◆ Text:

A just-filed lawsuit has some people wondering: How much caffeine would be necessary to kill someone?

The lawsuit claims that a 14-year-old girl drank two 24-ounce cans of a so-called "energy drink" before suddenly dying. Energy drinks combine higher-than-usual amounts of caffeine with other types of stimulants and vitamins.The coroner's report says that "caffeine toxicity" was a factor, though possibly not the only one.

I drink a lot of diet cola. You may drink a lot of coffee or tea. So how much caffeine is too much?

Well, Popular Science.com says the editor-in-chief of the Journal Of Caffeine Research [and surprisingly there is such a journal] thinks 10 grans of caffeine in a short time would do the trick. A 2005 study on two caffeine-related deaths in New Mexico says the figure would be just five grams [the amount in about six gallons of McDonald's coffee].

(Records from a dataset)
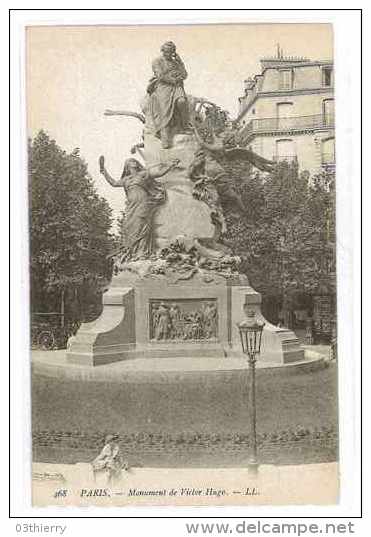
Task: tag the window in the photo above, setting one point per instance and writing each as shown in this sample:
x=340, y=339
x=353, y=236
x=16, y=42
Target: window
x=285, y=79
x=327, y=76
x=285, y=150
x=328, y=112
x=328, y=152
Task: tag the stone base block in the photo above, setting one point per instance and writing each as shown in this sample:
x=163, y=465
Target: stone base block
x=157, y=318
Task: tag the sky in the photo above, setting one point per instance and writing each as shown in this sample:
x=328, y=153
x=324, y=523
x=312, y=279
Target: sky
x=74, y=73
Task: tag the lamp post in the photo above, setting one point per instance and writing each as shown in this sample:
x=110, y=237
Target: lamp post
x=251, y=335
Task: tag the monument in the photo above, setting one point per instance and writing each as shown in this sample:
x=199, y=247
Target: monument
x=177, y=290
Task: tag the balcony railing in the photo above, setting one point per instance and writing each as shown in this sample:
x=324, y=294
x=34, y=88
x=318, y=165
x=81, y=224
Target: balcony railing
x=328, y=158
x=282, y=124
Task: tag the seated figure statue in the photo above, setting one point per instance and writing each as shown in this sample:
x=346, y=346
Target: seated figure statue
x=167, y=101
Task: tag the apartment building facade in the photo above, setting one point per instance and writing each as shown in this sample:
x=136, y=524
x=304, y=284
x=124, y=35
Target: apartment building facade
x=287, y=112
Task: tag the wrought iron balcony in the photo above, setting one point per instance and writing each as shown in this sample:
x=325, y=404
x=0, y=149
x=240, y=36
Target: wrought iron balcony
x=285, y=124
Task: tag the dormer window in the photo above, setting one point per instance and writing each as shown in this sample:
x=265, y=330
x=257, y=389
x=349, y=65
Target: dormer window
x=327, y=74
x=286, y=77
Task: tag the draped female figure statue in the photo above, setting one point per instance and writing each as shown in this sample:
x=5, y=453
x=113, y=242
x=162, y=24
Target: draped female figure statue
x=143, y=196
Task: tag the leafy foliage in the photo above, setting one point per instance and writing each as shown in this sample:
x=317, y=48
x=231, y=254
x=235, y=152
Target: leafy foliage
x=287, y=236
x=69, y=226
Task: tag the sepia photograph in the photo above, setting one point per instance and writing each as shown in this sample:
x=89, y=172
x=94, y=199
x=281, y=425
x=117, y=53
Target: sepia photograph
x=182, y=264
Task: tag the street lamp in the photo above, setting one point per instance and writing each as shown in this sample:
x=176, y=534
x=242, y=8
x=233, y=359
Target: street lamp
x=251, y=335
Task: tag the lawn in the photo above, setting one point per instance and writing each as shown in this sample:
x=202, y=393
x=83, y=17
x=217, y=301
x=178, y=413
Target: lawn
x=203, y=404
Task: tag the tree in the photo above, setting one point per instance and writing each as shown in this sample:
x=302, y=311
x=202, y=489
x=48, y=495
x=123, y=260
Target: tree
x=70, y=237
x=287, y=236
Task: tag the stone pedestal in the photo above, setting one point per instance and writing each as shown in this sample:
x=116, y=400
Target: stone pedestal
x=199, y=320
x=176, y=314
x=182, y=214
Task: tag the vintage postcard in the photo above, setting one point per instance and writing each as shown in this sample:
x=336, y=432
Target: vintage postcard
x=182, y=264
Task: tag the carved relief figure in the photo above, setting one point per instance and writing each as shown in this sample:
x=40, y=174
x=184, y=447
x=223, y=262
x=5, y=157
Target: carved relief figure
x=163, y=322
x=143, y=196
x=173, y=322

...

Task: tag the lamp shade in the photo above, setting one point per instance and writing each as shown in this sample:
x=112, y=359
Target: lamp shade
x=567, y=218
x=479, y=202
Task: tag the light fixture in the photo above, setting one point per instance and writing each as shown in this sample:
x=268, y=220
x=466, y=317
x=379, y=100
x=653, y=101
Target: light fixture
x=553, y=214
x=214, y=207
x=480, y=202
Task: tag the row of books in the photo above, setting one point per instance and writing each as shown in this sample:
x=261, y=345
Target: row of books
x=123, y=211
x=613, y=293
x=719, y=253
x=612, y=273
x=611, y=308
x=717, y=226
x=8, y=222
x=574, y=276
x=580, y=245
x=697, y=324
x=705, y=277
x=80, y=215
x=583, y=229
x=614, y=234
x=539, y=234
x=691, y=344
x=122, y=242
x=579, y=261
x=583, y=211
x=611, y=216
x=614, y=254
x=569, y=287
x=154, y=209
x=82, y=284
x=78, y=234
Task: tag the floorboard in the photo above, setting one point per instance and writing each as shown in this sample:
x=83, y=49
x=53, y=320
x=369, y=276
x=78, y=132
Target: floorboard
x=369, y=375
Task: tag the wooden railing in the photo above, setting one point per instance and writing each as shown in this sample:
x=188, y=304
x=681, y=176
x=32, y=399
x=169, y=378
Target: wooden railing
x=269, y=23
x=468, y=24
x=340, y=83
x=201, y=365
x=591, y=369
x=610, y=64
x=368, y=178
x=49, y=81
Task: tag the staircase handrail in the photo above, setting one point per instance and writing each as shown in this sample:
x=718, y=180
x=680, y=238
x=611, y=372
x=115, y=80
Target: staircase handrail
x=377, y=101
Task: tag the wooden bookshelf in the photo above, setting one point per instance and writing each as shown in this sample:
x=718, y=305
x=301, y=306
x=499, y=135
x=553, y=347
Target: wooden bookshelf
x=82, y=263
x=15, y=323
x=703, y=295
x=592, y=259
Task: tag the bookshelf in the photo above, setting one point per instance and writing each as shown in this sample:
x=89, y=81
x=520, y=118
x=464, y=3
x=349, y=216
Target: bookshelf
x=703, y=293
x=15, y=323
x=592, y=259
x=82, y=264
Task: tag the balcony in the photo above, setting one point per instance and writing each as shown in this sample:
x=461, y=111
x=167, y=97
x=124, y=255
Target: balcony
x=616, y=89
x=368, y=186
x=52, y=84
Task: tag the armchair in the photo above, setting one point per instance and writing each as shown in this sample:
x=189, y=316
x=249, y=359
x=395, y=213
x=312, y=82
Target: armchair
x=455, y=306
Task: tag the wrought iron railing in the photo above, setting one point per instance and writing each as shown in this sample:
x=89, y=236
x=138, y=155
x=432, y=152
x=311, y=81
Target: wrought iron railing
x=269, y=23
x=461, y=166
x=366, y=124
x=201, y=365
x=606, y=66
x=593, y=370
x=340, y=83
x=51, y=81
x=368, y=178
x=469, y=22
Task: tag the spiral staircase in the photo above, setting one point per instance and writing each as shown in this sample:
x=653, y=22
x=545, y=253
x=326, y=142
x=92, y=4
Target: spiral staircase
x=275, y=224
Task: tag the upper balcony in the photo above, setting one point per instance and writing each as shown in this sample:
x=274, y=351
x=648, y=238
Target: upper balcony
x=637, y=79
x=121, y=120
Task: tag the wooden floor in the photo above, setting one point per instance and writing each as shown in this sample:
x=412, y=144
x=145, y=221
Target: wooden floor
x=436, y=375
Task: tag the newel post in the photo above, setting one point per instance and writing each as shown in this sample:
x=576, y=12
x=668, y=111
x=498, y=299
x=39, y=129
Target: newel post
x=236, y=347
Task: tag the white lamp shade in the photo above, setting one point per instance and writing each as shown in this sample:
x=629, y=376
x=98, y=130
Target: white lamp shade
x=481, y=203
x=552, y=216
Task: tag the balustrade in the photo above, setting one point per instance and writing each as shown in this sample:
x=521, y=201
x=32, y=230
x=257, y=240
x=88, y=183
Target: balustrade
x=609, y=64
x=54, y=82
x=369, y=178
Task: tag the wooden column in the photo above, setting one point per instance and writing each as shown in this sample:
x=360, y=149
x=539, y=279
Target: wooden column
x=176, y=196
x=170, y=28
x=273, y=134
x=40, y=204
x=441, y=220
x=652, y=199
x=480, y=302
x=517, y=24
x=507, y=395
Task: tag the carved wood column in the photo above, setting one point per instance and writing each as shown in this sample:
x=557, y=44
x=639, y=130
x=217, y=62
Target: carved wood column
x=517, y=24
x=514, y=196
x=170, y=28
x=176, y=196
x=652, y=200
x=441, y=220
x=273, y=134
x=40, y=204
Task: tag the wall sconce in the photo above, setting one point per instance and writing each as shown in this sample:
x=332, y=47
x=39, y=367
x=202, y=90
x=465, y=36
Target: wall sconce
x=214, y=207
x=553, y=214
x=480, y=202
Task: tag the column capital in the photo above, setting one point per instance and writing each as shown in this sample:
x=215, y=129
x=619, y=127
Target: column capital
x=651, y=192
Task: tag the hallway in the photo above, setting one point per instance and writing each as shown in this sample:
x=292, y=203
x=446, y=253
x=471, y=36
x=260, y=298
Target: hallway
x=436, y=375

---

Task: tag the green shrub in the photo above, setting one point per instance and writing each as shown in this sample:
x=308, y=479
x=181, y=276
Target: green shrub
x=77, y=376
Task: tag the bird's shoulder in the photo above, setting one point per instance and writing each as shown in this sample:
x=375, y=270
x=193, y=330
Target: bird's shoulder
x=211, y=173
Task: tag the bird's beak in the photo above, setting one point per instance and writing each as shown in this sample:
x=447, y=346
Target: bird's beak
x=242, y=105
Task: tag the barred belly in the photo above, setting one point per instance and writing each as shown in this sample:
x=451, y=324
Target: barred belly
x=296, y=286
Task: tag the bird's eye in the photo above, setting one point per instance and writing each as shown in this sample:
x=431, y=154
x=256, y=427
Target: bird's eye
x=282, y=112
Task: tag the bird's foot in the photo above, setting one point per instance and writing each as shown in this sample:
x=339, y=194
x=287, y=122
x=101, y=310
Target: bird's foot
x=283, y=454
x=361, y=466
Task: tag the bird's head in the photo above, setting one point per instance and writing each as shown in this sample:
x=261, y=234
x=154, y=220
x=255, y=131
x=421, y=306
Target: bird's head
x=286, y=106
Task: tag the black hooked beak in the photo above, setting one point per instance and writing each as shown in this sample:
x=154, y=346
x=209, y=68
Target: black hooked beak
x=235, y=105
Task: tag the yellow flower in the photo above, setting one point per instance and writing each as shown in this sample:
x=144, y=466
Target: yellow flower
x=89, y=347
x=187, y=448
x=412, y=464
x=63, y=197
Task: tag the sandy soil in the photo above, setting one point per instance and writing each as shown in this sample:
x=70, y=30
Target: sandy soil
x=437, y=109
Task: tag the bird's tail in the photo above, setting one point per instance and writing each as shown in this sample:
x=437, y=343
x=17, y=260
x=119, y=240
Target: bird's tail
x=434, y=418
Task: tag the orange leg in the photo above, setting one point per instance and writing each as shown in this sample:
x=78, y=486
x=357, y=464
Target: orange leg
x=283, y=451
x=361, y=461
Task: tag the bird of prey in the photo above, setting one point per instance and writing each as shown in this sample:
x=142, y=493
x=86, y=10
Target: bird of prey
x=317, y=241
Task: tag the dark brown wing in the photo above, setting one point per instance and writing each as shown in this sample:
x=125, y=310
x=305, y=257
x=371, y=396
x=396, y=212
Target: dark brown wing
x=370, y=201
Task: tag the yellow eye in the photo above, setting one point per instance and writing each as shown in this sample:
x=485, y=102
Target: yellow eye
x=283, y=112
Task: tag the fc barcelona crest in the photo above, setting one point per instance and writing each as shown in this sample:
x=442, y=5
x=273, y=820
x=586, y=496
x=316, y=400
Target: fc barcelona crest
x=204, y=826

◆ Complete the following:
1. Repeat the part of the caffeine article starting at "The lawsuit claims" and ending at "of McDonald's coffee].", word for word.
2. Please continue the caffeine article from where it stops.
The rows have nothing to do with this.

◆ Results for each task:
1.
The lawsuit claims that a 14-year-old girl drank two 24-ounce cans of a so-called "energy drink" before suddenly dying. Energy drinks combine higher-than-usual amounts of caffeine with other types of stimulants and vitamins.The coroner's report says that "caffeine toxicity" was a factor, though possibly not the only one.

I drink a lot of diet cola. You may drink a lot of coffee or tea. So how much caffeine is too much?

Well, Popular Science.com says the editor-in-chief of the Journal Of Caffeine Research [and surprisingly there is such a journal] thinks 10 grans of caffeine in a short time would do the trick. A 2005 study on two caffeine-related deaths in New Mexico says the figure would be just five grams [the amount in about six gallons of McDonald's coffee].

2.
Complicating the matter even further is the fact that caffeine overdose is almost always just a single factory in a death [other items blamed include heart disease, exercising strenuously  or combining caffeine with alcohol]. An app called Death By Caffeine argues for six grams of caffeine per hundred pounds of body weight, although the app is said to be "for entertainment purposes only".

Obviously some of us take in too much caffeine. And lesser amounts would certainly be better for most of us. But it looks like it'd be easier to beat yourself over the head with a rock.